BEGIN Records shown

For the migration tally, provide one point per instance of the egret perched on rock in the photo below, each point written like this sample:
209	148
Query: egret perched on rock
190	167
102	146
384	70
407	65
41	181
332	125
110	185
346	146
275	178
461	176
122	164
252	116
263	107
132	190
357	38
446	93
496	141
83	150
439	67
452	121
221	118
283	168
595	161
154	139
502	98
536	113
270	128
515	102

END Records shown

### Task instructions:
Write each line of the data down again exactly as it reads.

### Answer:
For the migration tally, provide one point per instance of the egret perched on rock in the photo below, each point written like this sample:
209	148
Query: egret perched on rock
190	167
102	146
384	70
407	65
41	181
332	125
110	185
346	146
275	178
461	176
122	164
252	116
263	107
132	190
357	38
446	93
496	141
83	150
439	67
452	121
221	118
283	168
595	161
154	139
502	98
536	113
270	128
515	102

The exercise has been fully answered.